**Description of the task**
Even where a line looks wrong, copy it exactly and include every entry.

**Data shown**

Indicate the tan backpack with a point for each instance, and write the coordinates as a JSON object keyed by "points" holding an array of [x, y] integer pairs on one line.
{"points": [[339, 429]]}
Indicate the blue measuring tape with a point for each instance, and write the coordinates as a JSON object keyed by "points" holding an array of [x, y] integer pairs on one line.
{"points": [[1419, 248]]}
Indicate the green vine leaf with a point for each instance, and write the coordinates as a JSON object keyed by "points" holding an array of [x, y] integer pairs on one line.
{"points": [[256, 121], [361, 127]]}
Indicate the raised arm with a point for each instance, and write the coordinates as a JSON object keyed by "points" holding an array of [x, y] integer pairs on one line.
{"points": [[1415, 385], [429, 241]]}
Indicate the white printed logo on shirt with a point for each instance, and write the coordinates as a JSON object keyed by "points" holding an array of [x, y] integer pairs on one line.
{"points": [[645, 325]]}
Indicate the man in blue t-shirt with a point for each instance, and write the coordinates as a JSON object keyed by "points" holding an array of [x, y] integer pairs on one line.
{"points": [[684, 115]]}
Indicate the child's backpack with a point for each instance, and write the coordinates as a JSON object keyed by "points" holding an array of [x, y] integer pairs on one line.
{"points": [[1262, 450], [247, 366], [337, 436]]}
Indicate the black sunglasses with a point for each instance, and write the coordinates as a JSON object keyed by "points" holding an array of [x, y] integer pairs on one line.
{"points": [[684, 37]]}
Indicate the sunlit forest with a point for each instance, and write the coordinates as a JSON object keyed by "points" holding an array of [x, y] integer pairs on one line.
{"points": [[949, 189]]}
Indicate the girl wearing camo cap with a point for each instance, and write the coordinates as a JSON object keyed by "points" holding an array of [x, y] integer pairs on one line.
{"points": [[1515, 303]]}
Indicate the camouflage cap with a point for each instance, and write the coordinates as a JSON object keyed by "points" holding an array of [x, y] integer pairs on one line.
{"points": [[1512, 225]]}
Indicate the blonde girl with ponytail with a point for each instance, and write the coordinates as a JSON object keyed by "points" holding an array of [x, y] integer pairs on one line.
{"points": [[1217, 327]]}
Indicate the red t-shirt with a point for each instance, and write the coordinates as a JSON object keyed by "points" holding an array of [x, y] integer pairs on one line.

**Output below**
Indicate the tan backpack with a point for each instance, and write the coordinates as a JSON object keyed by "points" holding an array of [x, y] integer pairs on one line.
{"points": [[339, 429]]}
Indicate the blue measuring tape with a point for each instance, and write the coordinates as a JSON object keyed by "points" holding an array of [x, y] integer pairs on one line.
{"points": [[1419, 248]]}
Indicate the green vine leaf with a point for each instance, and write the coordinates as a JSON object keyed by "points" holding an array of [x, y] integer pairs on one line.
{"points": [[256, 121], [361, 127]]}
Indicate the raised arm with a point for each instance, and write the coordinates as a JSON object keyed by "points" holding an array of [x, y] integer pairs on one line.
{"points": [[1415, 385], [429, 241]]}
Indicate the white printed logo on shirt with a point for each instance, and write the coordinates as a JSON object keyed by "points" holding an array of [x, y] integer pairs on one line.
{"points": [[645, 325]]}
Indicate the man in blue t-shirt with a point for each instance, and write the coordinates as a JSON object keyed by "points" holding an array of [x, y] integer pairs on one line.
{"points": [[684, 115]]}
Indicate the child's backpack with a point for each instance, and write the coordinates as a JSON object keyed by "points" holding an array of [x, y] integer pairs on one line.
{"points": [[1262, 450], [247, 366], [337, 436]]}
Indicate the black sunglasses with a point for each instance, and write the coordinates as a JSON object keyed by "points" holding an array of [x, y] integer pairs on one line.
{"points": [[684, 37]]}
Indicate the sunlit forest with a point for each instance, and write the coordinates as a JSON object keyed by "points" holding an array of [x, y] integer pairs on one line.
{"points": [[949, 189]]}
Indicate the girl wearing camo cap with a point for each instance, and write the coordinates as a JSON object keyed by "points" holding an array of [x, y] integer pairs on one line.
{"points": [[1515, 303]]}
Indicate the camouflage cap with a point for each instance, and write the coordinates as a JSON object keyed by "points" holding an array of [x, y] integer pairs on one line.
{"points": [[1512, 225]]}
Indicate the blonde girl with ponytail with a point for each instance, and write the coordinates as a JSON object keyed by "points" holding an array of [x, y] integer pairs on one line.
{"points": [[1217, 327]]}
Indicate the red t-shirt with a point for each instance, and write the coordinates as a JSON object keyed by "points" holding an array of [x, y] integer pairs on one line.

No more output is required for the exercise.